- [PAGE]:
►

The Production Possibilities Frontier (PPF) demonstrates economic growth by shifting outward when an economy increases its resources or technology. Producing more capital goods may lead to greater future economic growth, as it expands production capabilities. A focus on consumption goods may result in less growth, as it does not expand productive capacity.

Step-by-step explanation:

The Production Possibilities Frontier (PPF) is a curve depicting all maximum output possibilities for two goods, given a set of inputs consisting of resources and other factors. When we depict economic growth using the PPF, we assume that:

Efficient use of resources is taking place when production is on the PPF.

If there is economic growth, such as through an increase in resources (labor, capital) or improvements in technology, the PPF shifts outwards.

◄

- [SET EXERCISE]:
Write out, word for word, the part of the production possibilities frontier explanation above starting with "The Production Possibilities Frontier (PPF) is" and going on through "on the PPF.".

- [STORED DATA]:
►

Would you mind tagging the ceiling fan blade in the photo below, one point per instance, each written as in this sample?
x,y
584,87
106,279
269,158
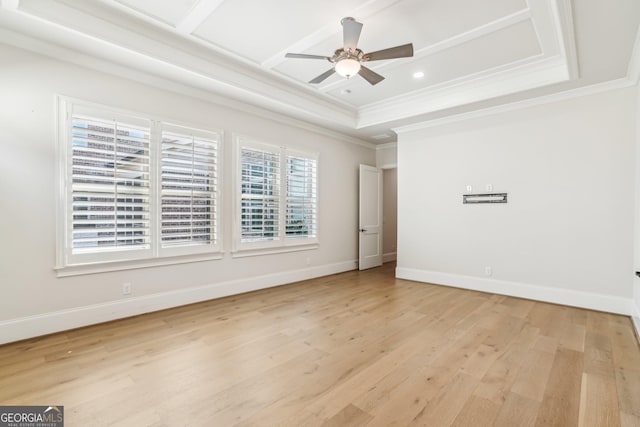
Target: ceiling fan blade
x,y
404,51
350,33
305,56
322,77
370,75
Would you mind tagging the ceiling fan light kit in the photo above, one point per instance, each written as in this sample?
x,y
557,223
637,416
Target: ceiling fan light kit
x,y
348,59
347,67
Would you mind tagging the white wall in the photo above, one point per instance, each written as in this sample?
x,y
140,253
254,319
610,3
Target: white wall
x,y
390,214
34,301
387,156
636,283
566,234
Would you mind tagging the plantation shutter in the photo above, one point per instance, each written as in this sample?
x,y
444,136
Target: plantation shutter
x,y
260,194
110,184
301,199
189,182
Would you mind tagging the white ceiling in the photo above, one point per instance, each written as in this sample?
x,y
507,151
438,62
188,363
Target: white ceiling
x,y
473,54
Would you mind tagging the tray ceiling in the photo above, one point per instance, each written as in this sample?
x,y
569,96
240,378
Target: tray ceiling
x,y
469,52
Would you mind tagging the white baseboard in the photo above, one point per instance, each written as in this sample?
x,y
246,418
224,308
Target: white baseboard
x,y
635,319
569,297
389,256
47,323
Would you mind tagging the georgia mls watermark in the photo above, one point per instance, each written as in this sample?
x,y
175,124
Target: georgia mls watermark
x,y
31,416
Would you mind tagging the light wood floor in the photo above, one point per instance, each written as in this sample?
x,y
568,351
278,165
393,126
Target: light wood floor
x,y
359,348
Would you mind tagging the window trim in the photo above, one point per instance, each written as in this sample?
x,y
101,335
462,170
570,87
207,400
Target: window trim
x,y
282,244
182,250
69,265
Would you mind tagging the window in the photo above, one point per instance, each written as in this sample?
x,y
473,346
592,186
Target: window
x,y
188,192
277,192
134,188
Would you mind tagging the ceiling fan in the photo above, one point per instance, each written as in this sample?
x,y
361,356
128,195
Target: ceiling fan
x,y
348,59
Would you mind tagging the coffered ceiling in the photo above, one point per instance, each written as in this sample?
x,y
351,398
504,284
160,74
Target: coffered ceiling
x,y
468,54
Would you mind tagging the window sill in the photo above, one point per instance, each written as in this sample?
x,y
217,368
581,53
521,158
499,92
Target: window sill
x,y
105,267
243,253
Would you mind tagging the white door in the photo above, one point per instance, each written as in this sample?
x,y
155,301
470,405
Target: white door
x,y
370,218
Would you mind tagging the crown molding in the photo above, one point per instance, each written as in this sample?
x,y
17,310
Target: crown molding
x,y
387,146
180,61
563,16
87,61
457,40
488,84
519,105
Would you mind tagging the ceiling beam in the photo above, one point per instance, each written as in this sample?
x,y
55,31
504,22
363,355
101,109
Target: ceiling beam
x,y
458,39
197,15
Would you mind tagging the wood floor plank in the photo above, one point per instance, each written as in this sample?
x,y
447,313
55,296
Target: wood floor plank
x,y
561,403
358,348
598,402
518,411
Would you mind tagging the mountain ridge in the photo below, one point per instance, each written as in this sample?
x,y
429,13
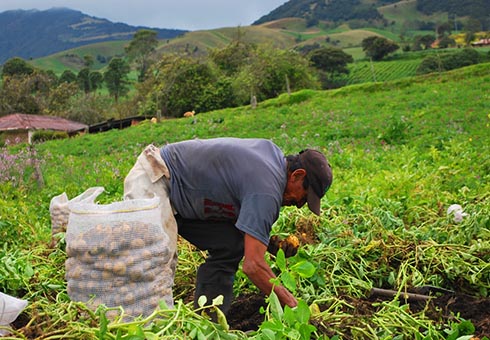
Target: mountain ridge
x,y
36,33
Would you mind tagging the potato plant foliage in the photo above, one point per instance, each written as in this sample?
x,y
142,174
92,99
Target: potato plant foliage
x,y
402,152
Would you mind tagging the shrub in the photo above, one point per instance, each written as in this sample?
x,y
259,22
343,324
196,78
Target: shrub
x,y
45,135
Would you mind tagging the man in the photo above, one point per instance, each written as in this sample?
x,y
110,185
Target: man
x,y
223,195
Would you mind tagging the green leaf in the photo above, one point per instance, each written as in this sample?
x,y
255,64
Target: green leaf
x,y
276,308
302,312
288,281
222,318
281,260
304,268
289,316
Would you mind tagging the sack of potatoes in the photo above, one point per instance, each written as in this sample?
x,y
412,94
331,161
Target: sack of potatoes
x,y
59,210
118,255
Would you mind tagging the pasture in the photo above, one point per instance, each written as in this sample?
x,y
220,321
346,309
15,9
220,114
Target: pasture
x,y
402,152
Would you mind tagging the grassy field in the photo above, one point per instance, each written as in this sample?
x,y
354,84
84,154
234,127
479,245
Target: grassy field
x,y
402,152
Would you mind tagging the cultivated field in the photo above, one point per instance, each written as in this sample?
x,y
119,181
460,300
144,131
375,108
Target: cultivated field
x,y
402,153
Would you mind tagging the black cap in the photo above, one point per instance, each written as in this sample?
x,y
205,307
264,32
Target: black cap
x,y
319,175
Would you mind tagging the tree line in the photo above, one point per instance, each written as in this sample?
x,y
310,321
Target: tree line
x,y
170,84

◄

- [ANSWER TO THIS PROBLEM]:
The Production Possibilities Frontier (PPF) is a curve depicting all maximum output possibilities for two goods, given a set of inputs consisting of resources and other factors. When we depict economic growth using the PPF, we assume that:

Efficient use of resources is taking place when production is on the PPF.